* Data entries *
::::

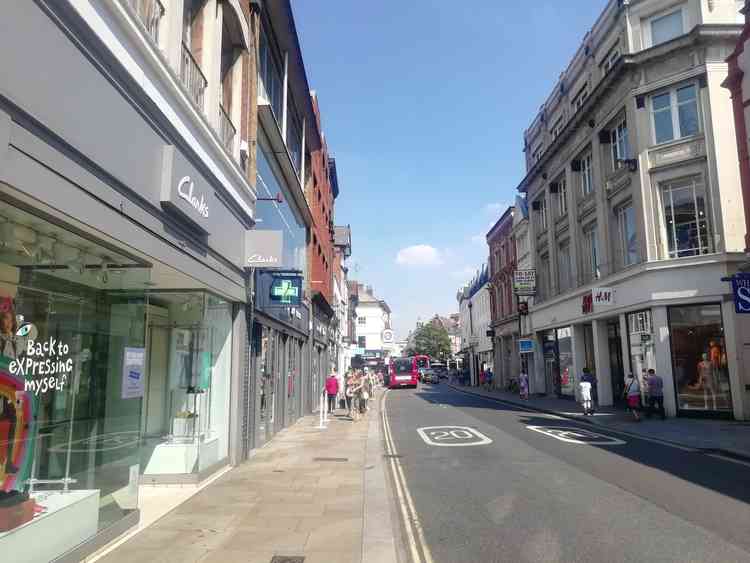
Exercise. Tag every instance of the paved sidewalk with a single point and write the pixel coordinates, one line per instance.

::::

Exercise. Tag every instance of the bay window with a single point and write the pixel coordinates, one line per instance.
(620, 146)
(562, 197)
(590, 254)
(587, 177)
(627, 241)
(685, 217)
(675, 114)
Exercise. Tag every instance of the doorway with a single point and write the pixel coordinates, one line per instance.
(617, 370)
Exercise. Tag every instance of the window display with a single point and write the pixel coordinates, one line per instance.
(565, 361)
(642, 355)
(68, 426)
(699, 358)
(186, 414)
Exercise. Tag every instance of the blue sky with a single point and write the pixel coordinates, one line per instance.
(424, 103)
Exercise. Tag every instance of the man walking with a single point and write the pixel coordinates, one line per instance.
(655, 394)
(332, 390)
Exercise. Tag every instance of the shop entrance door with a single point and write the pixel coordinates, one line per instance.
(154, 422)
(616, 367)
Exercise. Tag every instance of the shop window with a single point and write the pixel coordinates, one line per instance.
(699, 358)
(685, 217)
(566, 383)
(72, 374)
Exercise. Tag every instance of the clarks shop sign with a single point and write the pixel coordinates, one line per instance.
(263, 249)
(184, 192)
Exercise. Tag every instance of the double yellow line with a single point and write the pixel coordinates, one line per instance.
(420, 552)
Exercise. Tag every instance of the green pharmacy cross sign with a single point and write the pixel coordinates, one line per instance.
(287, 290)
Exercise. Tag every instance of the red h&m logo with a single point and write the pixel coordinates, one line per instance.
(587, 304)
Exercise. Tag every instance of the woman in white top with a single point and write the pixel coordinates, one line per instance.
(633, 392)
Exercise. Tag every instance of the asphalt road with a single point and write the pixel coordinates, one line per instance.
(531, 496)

::::

* Work instructions *
Extract each line of the listing above that contains the string "sign". Case counts.

* Task response *
Exercise. Tag every instance of the clarks shop sign with a single point and write the pixel coordinates, one line per instance.
Exercise. Tag every instance of the green pharmacy cross sign with a single point and write the pixel coordinates, one line per instance.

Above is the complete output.